Artificial example with sys_stat64() does not count - try to have thousands of such threads.

That approach sucks even more than fibrils, imho, althogh Zach's one has a problem, that fibril is always created no matter if call does not block.

Rescheduling is a problem.

To prove that this is a huge problem I've setup a simple test - I changed all sockets allocation from process context (actually only TCP sending functions) to GFP_ATOMIC, so when they will fail, and thus process will put into sleep, since previous allocation policy was GFP_KERNEL, a new thread would be created.
So, I got following results:

tcp_sendmsg: sock: ffff810038e57900, wait: 562.
tcp_sendmsg: sock: ffff810038e57340, wait: 563.
tcp_sendmsg: sock: ffff810038e56d80, wait: 564.
tcp_sendmsg: sock: ffff810038e567c0, wait: 565.
tcp_sendmsg: sock: ffff810038e56200, wait: 566.
printk: 20458 messages suppressed.
tcp_sendmsg: sock: ffff81003363d300, wait: 21025.
and the like...

● Written instruction 1:
Pick out every line of the listing that contains the word "neck", matching its case exactly.
The post about fibrils and the listing have no connection to each other.

● Data shown:
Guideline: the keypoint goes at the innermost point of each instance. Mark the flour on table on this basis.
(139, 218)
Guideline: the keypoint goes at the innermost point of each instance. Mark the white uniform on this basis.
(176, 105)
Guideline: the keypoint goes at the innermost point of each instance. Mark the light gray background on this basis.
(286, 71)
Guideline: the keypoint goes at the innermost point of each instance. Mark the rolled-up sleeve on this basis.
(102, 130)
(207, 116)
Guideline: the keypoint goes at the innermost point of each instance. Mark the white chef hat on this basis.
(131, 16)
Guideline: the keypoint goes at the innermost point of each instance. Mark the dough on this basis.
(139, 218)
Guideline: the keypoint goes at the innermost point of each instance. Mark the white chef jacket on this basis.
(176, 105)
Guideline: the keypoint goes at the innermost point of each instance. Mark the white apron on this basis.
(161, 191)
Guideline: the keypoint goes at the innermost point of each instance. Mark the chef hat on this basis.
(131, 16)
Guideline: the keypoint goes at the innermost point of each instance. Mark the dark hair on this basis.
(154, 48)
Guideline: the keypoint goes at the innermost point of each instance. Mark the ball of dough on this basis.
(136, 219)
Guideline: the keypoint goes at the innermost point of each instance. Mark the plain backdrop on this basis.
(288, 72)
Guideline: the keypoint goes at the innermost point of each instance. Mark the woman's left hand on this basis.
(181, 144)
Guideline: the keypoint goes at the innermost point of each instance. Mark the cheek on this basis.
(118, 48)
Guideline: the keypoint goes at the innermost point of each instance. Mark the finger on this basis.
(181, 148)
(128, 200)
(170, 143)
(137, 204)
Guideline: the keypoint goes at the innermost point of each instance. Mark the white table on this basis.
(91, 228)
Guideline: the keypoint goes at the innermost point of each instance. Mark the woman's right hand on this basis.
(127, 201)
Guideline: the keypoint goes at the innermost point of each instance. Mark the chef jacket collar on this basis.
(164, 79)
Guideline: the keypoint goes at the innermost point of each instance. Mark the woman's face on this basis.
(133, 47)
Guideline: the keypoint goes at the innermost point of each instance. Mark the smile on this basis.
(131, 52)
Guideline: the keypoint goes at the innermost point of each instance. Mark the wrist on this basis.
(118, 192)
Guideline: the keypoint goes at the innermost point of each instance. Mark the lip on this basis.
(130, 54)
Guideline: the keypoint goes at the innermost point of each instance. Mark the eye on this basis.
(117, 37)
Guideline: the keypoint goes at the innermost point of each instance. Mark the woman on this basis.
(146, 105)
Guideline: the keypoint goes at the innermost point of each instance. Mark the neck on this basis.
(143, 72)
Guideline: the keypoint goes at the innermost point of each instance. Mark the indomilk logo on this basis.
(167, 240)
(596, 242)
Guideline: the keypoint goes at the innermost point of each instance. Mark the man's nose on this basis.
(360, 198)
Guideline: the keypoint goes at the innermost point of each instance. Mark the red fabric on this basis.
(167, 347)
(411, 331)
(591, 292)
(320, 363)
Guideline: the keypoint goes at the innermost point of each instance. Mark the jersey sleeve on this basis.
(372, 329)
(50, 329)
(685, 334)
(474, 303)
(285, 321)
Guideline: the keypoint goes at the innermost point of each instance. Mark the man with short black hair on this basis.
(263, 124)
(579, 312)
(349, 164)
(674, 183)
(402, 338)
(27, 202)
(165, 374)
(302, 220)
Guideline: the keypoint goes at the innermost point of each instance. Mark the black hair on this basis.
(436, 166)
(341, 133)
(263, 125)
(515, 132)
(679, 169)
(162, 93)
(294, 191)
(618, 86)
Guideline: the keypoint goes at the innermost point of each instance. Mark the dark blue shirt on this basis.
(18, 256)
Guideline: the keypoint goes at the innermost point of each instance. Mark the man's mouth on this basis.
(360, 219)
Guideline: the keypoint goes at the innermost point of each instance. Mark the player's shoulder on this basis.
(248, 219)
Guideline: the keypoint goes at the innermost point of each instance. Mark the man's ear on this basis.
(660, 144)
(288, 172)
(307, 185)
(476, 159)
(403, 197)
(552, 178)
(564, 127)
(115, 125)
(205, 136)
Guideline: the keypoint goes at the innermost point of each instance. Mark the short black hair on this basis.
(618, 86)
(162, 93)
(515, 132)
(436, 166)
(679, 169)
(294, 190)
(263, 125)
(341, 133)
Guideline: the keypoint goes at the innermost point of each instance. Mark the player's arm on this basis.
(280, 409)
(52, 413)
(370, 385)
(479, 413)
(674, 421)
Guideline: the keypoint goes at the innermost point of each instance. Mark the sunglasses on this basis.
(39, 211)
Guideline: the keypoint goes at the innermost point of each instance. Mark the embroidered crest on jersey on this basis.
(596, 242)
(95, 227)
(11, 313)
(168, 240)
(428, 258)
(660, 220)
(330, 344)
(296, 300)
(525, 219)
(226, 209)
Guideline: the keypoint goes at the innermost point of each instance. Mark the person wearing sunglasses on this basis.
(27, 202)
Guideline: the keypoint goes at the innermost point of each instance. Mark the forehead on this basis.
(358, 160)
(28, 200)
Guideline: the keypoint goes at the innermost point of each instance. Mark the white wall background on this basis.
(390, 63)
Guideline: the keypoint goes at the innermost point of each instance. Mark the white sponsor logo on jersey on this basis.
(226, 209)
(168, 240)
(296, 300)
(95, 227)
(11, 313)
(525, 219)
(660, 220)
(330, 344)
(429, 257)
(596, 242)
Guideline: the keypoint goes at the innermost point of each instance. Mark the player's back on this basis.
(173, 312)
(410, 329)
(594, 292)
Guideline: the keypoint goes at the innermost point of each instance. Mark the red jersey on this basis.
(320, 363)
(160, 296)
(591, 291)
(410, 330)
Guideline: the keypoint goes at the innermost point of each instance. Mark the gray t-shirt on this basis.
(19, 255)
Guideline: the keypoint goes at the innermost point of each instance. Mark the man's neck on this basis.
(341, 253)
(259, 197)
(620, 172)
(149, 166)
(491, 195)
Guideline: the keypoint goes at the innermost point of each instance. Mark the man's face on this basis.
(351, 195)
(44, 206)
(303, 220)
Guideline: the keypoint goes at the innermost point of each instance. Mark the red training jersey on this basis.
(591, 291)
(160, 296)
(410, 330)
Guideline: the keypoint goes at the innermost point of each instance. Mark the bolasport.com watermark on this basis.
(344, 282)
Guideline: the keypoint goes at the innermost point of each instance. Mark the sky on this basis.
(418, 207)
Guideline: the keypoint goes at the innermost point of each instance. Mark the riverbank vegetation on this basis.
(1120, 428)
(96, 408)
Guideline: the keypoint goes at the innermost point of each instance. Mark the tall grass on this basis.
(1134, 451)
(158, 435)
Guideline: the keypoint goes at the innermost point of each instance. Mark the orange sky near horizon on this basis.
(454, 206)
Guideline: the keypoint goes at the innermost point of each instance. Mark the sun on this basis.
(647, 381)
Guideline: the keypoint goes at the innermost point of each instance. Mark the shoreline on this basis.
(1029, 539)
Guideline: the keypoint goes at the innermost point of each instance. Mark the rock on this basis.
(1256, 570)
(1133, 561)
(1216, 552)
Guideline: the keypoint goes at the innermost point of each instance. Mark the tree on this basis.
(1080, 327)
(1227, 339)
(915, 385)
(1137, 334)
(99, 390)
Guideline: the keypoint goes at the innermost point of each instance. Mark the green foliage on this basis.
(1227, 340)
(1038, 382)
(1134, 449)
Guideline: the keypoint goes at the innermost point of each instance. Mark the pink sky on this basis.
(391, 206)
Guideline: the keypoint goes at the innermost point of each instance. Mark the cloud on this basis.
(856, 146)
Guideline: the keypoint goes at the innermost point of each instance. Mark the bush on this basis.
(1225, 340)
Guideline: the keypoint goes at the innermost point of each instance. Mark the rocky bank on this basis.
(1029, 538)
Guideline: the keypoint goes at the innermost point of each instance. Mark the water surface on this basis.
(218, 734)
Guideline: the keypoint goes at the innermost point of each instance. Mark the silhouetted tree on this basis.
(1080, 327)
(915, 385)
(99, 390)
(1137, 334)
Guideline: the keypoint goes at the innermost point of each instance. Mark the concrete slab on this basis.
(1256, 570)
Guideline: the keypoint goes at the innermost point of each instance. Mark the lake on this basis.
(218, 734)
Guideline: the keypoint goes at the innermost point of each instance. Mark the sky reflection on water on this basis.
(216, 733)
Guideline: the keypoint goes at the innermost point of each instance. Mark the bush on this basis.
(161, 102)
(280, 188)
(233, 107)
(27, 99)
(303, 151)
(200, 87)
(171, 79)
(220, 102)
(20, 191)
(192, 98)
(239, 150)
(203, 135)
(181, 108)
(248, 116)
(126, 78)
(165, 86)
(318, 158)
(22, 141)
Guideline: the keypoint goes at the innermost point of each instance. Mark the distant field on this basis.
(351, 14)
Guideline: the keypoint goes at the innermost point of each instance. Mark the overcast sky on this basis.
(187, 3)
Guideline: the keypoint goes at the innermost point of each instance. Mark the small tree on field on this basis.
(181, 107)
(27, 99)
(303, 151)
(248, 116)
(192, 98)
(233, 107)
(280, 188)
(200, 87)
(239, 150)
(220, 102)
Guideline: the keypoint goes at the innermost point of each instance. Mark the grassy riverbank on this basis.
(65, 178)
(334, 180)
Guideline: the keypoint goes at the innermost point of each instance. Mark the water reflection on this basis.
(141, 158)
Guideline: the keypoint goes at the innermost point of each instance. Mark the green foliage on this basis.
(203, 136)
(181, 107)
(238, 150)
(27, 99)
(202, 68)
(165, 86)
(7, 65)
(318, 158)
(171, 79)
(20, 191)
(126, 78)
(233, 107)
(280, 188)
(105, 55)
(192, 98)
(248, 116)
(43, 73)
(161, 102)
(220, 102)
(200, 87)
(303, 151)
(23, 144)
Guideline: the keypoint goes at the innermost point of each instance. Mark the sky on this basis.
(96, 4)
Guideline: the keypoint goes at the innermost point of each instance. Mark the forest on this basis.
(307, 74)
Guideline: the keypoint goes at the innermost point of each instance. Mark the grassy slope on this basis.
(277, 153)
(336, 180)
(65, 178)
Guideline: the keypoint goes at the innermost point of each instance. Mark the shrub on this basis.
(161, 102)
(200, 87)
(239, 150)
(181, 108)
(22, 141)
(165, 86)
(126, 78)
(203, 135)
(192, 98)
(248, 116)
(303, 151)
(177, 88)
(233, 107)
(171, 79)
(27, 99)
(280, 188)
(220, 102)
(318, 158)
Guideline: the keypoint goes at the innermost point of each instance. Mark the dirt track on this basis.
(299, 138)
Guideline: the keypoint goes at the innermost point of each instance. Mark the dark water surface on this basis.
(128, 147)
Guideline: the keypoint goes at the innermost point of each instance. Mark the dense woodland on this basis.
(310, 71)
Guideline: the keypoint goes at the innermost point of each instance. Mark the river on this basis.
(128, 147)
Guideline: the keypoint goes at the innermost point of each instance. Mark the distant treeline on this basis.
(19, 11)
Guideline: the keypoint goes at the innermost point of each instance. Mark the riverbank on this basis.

● Written instruction 2:
Output the portion of the post about fibrils from "Rescheduling is a" to "ffff81003363d300, wait: 21025.".

● Final result 1:
Guideline: the keypoint goes at the innermost point of each instance. Mark the neck on this basis.
Guideline: the keypoint goes at the innermost point of each instance. Mark the man's neck on this basis.

● Final result 2:
Rescheduling is a problem.

To prove that this is a huge problem I've setup a simple test - I changed all sockets allocation from process context (actually only TCP sending functions) to GFP_ATOMIC, so when they will fail, and thus process will put into sleep, since previous allocation policy was GFP_KERNEL, a new thread would be created.
So, I got following results:

tcp_sendmsg: sock: ffff810038e57900, wait: 562.
tcp_sendmsg: sock: ffff810038e57340, wait: 563.
tcp_sendmsg: sock: ffff810038e56d80, wait: 564.
tcp_sendmsg: sock: ffff810038e567c0, wait: 565.
tcp_sendmsg: sock: ffff810038e56200, wait: 566.
printk: 20458 messages suppressed.
tcp_sendmsg: sock: ffff81003363d300, wait: 21025.